#### What you need to do:
Below are records; copy every line in them that holds the word "reflection".
____
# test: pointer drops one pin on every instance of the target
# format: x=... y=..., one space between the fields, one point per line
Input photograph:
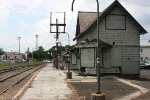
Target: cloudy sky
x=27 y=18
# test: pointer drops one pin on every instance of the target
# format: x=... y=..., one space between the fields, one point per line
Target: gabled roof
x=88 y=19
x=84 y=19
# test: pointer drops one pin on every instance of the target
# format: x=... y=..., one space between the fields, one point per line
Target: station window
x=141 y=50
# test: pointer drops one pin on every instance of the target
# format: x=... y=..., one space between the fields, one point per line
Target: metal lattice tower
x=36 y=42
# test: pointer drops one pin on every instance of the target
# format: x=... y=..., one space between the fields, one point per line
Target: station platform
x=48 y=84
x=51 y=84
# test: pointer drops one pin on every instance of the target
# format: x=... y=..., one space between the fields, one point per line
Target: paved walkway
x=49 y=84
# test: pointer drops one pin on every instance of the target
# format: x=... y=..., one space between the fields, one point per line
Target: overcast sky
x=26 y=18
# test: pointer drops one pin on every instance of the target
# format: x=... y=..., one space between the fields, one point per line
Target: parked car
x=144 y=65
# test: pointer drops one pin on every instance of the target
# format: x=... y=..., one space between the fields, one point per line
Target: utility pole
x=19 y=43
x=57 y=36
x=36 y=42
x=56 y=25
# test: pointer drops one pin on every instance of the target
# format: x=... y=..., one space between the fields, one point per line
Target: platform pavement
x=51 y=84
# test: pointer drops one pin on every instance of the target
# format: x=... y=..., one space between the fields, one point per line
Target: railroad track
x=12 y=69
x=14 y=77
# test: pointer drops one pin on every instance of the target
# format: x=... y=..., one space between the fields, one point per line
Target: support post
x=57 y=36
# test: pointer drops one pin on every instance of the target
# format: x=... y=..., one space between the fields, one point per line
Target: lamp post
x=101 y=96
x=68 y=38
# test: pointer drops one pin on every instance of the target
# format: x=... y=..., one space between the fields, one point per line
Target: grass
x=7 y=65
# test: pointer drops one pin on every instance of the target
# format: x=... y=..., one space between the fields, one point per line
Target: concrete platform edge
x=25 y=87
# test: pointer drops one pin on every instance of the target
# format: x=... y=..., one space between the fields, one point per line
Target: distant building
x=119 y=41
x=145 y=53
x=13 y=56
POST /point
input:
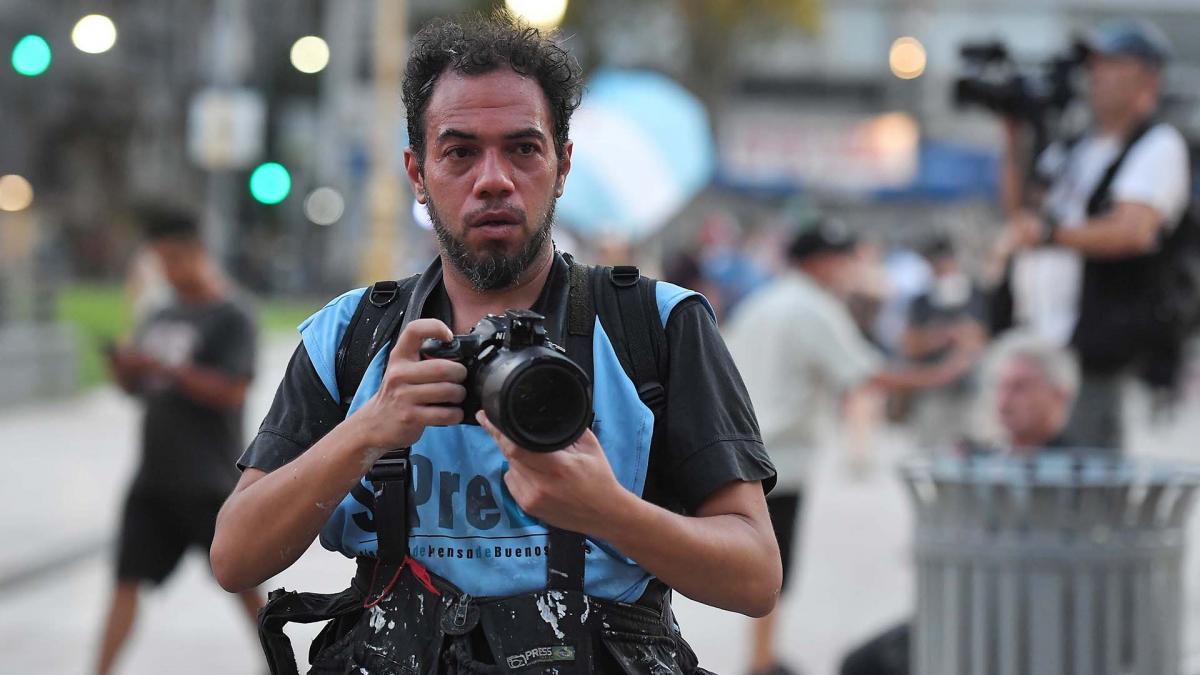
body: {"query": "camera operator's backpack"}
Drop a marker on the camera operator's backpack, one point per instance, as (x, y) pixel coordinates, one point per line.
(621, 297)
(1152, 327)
____
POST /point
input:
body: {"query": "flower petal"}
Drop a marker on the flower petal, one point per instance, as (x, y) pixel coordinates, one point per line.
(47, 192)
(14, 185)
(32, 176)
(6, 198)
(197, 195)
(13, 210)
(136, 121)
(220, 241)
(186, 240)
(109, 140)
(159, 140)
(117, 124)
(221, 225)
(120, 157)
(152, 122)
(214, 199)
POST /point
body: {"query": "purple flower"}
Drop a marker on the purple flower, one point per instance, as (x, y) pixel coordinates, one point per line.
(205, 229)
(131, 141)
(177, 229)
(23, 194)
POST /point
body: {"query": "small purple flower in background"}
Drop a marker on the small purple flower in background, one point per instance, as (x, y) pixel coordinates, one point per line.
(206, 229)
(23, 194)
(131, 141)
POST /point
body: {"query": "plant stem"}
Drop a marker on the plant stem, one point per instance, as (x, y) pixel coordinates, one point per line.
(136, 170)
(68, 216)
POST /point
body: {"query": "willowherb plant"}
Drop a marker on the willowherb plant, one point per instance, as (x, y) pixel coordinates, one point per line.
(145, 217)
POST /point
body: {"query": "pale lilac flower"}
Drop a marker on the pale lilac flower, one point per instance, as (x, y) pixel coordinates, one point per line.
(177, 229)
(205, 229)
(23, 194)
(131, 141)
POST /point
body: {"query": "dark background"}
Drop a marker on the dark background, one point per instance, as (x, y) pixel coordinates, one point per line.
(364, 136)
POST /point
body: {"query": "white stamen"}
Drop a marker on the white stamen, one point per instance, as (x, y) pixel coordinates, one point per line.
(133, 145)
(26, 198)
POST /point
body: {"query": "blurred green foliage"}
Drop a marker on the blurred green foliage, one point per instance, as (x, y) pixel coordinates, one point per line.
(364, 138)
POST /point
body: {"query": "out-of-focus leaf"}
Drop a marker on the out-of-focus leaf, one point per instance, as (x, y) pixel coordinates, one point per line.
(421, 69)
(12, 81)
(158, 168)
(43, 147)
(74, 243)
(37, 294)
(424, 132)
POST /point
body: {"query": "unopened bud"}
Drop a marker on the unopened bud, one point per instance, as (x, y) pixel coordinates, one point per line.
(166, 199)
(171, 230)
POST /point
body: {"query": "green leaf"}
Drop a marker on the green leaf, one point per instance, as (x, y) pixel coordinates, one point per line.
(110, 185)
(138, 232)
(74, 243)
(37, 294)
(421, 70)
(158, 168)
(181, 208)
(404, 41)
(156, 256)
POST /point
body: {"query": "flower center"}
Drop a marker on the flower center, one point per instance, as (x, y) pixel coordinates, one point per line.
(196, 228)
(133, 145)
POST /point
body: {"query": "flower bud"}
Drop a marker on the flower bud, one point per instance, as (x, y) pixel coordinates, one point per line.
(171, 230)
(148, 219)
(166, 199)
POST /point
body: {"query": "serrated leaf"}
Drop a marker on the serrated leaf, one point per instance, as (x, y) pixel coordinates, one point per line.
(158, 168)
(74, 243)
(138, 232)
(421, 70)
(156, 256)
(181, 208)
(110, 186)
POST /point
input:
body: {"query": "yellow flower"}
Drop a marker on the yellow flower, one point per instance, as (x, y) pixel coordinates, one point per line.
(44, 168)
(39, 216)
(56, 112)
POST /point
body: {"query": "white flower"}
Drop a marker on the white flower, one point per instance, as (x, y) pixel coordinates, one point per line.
____
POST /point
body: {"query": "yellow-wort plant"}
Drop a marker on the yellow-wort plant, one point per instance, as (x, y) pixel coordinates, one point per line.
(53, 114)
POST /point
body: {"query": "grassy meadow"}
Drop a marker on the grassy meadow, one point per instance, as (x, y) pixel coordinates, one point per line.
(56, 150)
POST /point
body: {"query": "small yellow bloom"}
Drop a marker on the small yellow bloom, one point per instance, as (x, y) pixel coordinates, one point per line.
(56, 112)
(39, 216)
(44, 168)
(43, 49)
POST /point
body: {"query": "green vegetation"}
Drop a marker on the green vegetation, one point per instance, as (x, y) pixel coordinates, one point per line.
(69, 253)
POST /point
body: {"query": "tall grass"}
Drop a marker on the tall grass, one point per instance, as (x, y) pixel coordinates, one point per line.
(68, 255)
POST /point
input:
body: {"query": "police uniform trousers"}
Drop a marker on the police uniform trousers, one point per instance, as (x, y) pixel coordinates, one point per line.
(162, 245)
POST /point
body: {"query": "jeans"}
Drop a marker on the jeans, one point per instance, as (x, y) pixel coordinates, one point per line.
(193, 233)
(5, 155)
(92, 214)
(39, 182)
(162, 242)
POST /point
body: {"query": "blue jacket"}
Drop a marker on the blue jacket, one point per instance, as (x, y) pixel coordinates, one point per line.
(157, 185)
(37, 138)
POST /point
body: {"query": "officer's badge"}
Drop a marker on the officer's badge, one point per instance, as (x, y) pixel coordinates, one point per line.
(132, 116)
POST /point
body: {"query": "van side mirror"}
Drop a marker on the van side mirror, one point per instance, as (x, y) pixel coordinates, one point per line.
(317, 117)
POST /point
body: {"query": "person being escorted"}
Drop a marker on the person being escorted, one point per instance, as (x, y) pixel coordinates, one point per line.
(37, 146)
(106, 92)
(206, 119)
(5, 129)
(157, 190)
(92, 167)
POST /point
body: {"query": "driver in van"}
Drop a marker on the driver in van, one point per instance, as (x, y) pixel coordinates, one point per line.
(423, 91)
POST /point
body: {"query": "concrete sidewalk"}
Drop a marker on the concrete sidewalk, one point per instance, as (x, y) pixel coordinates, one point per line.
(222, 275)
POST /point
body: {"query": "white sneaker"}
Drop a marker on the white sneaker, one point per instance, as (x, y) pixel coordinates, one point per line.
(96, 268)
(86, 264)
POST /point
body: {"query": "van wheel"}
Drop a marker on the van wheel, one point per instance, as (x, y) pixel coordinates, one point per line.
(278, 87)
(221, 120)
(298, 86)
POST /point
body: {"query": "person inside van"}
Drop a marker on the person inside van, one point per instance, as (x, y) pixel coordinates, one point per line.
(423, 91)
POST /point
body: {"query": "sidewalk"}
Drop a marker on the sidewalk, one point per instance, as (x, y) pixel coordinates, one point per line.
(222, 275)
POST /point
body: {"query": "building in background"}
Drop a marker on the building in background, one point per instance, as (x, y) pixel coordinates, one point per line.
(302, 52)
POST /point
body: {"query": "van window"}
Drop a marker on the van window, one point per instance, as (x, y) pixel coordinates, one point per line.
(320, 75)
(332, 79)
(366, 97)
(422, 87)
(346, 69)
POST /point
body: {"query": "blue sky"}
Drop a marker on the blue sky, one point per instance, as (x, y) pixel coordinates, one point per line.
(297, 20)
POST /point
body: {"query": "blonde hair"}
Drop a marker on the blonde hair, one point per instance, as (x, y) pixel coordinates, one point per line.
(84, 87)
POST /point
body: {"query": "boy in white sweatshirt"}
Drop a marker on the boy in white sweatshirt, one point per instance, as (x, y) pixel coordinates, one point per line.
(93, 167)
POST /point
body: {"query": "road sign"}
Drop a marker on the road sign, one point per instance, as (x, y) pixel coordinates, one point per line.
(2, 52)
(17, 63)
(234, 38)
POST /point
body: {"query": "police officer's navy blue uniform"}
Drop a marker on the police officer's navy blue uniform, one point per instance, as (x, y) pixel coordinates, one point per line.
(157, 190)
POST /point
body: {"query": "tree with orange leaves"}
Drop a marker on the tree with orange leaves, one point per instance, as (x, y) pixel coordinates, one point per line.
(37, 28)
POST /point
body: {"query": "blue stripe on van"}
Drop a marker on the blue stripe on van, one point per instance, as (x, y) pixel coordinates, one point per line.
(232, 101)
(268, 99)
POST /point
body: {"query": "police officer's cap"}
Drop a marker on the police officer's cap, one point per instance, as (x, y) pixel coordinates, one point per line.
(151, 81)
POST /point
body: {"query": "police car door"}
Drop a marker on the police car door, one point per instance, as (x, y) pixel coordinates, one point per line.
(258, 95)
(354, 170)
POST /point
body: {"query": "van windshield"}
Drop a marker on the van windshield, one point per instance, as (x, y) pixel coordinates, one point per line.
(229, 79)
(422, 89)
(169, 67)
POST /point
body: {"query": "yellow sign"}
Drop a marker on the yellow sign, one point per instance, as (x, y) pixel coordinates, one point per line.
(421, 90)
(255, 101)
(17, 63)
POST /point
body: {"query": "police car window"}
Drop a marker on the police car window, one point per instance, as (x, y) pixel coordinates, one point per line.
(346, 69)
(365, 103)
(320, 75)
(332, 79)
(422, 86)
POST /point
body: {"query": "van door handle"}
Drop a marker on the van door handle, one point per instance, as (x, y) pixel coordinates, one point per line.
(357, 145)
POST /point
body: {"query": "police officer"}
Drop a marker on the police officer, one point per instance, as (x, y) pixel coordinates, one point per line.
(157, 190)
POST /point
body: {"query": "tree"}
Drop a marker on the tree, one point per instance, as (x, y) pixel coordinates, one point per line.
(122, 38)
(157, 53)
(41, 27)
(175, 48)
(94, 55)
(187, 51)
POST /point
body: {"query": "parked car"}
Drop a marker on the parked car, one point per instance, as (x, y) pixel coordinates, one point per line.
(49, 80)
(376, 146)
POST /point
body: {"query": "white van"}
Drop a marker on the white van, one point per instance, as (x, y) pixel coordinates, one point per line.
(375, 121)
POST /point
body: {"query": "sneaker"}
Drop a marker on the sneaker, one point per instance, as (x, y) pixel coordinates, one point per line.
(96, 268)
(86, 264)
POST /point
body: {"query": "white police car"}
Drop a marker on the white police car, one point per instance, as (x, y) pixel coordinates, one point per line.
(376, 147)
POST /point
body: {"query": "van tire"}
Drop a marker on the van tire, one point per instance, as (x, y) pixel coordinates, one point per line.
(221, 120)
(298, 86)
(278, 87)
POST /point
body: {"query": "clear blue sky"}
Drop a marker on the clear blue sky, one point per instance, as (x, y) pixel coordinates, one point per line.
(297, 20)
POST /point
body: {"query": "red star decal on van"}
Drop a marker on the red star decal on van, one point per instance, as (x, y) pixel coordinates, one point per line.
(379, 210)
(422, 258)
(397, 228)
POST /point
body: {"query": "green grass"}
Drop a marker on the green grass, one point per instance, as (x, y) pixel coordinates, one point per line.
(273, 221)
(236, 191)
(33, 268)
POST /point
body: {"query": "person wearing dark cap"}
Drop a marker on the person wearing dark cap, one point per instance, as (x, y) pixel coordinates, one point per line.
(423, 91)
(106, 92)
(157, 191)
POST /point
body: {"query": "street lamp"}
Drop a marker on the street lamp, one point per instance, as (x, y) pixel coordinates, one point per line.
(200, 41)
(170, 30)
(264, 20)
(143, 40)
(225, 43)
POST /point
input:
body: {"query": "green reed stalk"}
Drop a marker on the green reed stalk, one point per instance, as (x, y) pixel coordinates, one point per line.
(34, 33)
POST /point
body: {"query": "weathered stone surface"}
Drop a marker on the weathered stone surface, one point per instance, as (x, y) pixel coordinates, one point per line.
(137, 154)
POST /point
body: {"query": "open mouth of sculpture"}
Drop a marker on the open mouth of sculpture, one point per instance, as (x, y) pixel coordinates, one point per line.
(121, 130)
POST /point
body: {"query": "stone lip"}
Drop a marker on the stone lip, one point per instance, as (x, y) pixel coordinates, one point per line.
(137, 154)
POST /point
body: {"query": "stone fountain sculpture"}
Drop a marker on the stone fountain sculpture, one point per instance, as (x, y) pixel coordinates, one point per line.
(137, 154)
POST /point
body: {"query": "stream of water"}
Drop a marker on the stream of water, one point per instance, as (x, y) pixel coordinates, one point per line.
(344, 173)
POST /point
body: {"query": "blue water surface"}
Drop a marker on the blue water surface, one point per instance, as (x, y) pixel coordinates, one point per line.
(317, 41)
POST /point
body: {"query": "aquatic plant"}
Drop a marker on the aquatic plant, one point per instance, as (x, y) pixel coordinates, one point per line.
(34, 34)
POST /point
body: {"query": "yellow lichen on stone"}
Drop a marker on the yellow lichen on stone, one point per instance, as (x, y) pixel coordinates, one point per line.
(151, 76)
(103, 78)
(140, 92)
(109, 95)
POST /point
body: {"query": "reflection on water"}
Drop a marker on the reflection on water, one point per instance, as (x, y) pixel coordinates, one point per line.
____
#### Task response:
body: {"query": "reflection on water"}
Drop a marker on the reflection on water, one point per instance, as (x, y) pixel coordinates, one point per line.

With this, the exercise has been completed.